Written request 1 => Translate this sentence from the watch project text into Spanish: "This was a really challenging work, with a lot of try and even more errors."
Written request 2 => In the watch project text, how long did the battery last with the display always on?
Written request 3 => Please condense the paragraph of the watch project text beginning "This was a really challenging work" into a short bulleted list that keeps its main facts.

Selected text =>
┄┄┄┄┄┄┄┄┄┄┄┄┄┄┄┄┄┄┄┄

This is a finished project, which is kind of obsolete according to the pamOS thing. Object to modify is the Abacus Wirst PDA.  I got some of those when they were allready discontiued and while the battery life time was poor from the beginning (more than a day was unlikely, when constantla displaying the time aka display always on), most of the devices arrived with nearls dead batteries anyway, because of several month of laying around.

So for now the interesting part of this is mainly the way build the modification of the case. To make the new battery fit into the watch and still have a closed thing, I had to build a entierly new back plane / case for ir.

This was a really challenging work, with a lot of try and even more errors. Finding batteries that fit was "only "tedious", but getting a really working and good looking case was really hard. I had quite some experience using resin and fiber reinforment, but doing it in this little scale gave me some new problems to solve.

┄┄┄┄┄┄┄┄┄┄┄┄┄┄┄┄┄┄┄┄

Extracted information =>
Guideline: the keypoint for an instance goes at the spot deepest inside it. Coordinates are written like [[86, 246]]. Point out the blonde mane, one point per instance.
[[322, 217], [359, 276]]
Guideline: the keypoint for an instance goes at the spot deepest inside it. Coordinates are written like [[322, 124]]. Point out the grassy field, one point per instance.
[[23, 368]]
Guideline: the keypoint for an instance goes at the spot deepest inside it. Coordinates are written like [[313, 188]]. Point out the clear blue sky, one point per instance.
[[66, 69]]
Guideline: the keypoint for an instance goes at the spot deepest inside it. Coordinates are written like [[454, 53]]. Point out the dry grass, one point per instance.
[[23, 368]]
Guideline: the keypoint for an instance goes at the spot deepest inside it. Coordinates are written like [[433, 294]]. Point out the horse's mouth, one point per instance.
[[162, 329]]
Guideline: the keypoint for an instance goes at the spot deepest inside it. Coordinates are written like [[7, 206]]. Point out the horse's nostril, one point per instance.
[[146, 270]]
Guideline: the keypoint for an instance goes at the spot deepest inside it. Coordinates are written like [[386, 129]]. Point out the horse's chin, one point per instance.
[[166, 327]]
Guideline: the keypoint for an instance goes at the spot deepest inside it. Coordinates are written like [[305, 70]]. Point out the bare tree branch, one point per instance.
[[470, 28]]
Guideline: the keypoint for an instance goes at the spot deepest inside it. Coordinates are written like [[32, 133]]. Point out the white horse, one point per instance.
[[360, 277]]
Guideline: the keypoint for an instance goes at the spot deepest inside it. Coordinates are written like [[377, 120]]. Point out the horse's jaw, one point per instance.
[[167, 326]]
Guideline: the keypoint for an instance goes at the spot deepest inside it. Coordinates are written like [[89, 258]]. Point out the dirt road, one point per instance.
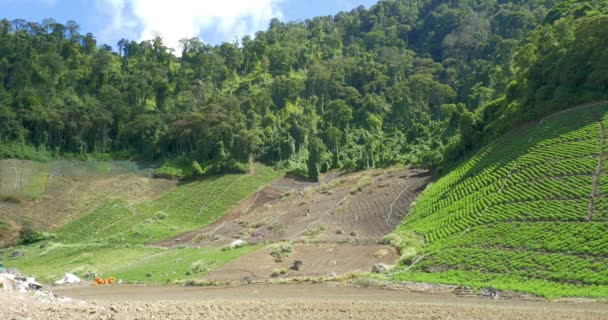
[[302, 301]]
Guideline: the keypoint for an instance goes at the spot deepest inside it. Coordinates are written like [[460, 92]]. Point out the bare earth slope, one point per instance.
[[47, 195], [284, 302], [358, 208]]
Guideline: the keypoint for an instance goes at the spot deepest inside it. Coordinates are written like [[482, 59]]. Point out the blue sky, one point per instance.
[[213, 21]]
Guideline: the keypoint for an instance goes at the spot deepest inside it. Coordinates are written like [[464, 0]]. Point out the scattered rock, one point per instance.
[[490, 292], [297, 265], [381, 253], [257, 234], [380, 268], [463, 290], [68, 278], [237, 243]]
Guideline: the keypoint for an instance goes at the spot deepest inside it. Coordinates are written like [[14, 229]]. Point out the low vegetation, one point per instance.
[[527, 213], [127, 263], [190, 206]]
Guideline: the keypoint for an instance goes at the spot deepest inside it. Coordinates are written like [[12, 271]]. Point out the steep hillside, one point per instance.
[[109, 239], [46, 195], [529, 212], [190, 206]]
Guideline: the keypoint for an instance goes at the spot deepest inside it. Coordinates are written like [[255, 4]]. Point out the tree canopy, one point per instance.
[[406, 81]]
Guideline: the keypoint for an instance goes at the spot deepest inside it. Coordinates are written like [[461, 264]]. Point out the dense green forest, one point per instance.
[[407, 81]]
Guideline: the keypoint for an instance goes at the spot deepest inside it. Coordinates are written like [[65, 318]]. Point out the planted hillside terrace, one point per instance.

┄┄┄┄┄┄┄┄┄┄┄┄┄┄┄┄┄┄┄┄

Final result 1 => Fue un trabajo realmente difícil, con muchos intentos y aún más errores.

Final result 2 => More than a day was unlikely.

Final result 3 =>
- The work was very challenging, with many attempts and even more errors.
- Finding batteries that fit was only tedious.
- Making a case that worked well and looked good was really hard.
- Despite prior experience with resin and fiber reinforcement, working at such a small scale raised new problems.